Passage shown –
>>
Angelina Ballerina child's play for Miranda
PUBLISHED: 09:48 22 February 2013 | UPDATED: 09:48 22 February 2013
Miranda Larson is fast gaining a reputation as one of the country's leading names in the world of family theatre and bringing children's characters to the stage including latest theatrical creation Angelina Ballerina. She tells JOHN BULTITUDE why she is still a big kid at heart.
Dancing mouse Angelina Ballerina is hugely popular. Her adventures whether in books or on TV are the ultimate aspirational tale for youngsters with her stories about aiming for success with the aid of hard work and talent.
The popular character has now gained a new lease of life in a stage adventure which sees her follow in the footsteps of other professional dancers and seek TV fame.
The award-winning Vital Theatre Company’s stage production, currently at Norwich Theatre Royal, with book and lyrics by Susan DiLallo and music by Ben Morss, sees Angelina and her friends, Alice, Gracie, AZ, Viki, and even their teacher, Ms Mimi, all aflutter because a special guest is coming to visit Camembert Academy.
Cue an exciting adventure for tiny tots upwards where the emphasis is on audience participation and making sure young people get the chance to enjoy a live performing experience.
At the helm is Miranda Larson who has already directed more than 60 family productions on a local and touring basis, and loved getting to grips with the story of Angelina.
She explained: “We are basing it on the TV series and so we have used the same settings for that. It is very hard to pinpoint exactly where you start but the great thing about Angelina is that the characters are already there so you have something to work with.”
Miranda, who writes and directs the stage production, also loved the opportunity to use the stage setting as part of the show’s plot. She said: “It is about putting on a show as Angelina wants to put on a performance in a theatre so it will essentially be putting on a show within a show.”
<<
Prompt – Copy the Angelina Ballerina article above word for word, from its headline to its final sentence.

Record list –
>>
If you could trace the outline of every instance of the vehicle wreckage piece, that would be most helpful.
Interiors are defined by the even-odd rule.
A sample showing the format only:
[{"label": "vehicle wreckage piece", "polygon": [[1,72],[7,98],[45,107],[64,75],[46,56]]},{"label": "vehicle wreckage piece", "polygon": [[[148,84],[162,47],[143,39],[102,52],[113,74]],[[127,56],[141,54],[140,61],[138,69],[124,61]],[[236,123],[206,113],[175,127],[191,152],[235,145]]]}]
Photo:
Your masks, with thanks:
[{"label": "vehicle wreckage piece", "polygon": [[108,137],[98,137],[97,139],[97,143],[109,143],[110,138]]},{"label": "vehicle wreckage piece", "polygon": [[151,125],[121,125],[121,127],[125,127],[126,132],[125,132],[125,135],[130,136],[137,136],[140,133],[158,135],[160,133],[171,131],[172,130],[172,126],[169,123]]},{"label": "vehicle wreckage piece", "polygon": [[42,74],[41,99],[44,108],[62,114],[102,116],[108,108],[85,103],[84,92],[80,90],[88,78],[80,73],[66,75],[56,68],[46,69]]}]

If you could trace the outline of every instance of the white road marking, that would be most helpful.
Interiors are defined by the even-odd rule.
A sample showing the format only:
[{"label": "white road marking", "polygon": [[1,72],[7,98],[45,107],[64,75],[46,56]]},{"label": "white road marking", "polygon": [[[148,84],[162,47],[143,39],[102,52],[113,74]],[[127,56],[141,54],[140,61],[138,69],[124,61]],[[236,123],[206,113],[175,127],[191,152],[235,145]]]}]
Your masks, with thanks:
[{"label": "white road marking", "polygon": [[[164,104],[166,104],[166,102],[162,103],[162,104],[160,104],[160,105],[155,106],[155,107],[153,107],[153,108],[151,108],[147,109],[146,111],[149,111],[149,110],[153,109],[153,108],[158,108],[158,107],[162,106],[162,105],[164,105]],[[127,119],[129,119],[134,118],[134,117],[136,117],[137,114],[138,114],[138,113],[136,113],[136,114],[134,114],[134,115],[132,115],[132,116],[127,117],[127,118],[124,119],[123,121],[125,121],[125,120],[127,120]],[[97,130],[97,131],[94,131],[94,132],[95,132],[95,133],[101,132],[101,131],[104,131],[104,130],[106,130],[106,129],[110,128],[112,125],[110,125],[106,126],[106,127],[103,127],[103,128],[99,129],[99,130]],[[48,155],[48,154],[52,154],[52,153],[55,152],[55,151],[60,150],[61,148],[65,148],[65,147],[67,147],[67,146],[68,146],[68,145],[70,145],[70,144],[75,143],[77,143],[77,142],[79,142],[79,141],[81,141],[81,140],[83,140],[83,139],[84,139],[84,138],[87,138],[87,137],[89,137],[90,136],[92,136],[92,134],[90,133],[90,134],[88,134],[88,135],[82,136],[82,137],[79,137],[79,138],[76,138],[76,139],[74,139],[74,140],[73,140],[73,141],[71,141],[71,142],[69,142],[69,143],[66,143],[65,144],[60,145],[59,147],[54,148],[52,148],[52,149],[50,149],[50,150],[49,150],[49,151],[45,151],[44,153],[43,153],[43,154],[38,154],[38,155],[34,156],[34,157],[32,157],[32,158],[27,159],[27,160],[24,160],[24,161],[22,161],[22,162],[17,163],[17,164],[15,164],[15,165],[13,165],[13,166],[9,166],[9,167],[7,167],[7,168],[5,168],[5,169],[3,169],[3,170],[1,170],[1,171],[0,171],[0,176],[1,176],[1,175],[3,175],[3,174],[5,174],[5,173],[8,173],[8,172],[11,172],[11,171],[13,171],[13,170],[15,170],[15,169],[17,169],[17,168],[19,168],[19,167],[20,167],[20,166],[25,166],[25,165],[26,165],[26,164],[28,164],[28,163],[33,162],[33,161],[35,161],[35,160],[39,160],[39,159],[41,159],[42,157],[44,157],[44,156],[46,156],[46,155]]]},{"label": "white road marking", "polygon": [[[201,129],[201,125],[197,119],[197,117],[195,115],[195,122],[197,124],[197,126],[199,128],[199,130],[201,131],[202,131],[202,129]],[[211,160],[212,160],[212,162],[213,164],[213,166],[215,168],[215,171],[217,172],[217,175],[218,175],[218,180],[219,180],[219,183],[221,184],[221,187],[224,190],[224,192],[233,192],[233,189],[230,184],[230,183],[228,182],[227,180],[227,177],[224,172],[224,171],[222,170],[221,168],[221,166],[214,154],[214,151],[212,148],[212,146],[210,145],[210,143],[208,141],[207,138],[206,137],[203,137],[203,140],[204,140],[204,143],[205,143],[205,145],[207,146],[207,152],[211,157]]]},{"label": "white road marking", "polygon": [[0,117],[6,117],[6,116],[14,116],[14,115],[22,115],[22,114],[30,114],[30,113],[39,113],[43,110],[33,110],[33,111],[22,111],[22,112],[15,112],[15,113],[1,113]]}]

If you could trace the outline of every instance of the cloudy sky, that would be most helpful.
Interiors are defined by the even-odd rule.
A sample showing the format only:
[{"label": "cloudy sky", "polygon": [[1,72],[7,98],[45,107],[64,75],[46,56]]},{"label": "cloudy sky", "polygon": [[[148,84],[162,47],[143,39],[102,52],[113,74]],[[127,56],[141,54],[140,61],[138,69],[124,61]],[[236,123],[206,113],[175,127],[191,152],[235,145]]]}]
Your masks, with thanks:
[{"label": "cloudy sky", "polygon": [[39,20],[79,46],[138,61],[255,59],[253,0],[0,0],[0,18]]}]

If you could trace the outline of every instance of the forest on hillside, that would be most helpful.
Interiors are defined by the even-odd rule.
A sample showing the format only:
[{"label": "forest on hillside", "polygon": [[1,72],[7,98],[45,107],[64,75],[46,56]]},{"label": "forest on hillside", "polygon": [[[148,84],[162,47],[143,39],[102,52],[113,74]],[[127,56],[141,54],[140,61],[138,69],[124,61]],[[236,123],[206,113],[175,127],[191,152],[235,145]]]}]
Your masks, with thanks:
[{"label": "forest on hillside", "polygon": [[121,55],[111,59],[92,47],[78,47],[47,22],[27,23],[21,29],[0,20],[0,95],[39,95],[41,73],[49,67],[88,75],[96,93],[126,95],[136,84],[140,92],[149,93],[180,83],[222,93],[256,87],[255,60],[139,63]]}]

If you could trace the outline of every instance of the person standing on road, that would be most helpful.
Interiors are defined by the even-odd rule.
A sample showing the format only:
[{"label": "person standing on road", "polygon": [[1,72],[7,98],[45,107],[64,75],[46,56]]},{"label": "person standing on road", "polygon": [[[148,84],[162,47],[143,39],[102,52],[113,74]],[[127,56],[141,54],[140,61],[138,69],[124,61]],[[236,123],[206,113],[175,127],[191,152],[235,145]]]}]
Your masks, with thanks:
<<
Answer in full –
Angelina Ballerina child's play for Miranda
PUBLISHED: 09:48 22 February 2013 | UPDATED: 09:48 22 February 2013
Miranda Larson is fast gaining a reputation as one of the country's leading names in the world of family theatre and bringing children's characters to the stage including latest theatrical creation Angelina Ballerina. She tells JOHN BULTITUDE why she is still a big kid at heart.
Dancing mouse Angelina Ballerina is hugely popular. Her adventures whether in books or on TV are the ultimate aspirational tale for youngsters with her stories about aiming for success with the aid of hard work and talent.
The popular character has now gained a new lease of life in a stage adventure which sees her follow in the footsteps of other professional dancers and seek TV fame.
The award-winning Vital Theatre Company’s stage production, currently at Norwich Theatre Royal, with book and lyrics by Susan DiLallo and music by Ben Morss, sees Angelina and her friends, Alice, Gracie, AZ, Viki, and even their teacher, Ms Mimi, all aflutter because a special guest is coming to visit Camembert Academy.
Cue an exciting adventure for tiny tots upwards where the emphasis is on audience participation and making sure young people get the chance to enjoy a live performing experience.
At the helm is Miranda Larson who has already directed more than 60 family productions on a local and touring basis, and loved getting to grips with the story of Angelina.
She explained: “We are basing it on the TV series and so we have used the same settings for that. It is very hard to pinpoint exactly where you start but the great thing about Angelina is that the characters are already there so you have something to work with.”
Miranda, who writes and directs the stage production, also loved the opportunity to use the stage setting as part of the show’s plot. She said: “It is about putting on a show as Angelina wants to put on a performance in a theatre so it will essentially be putting on a show within a show.”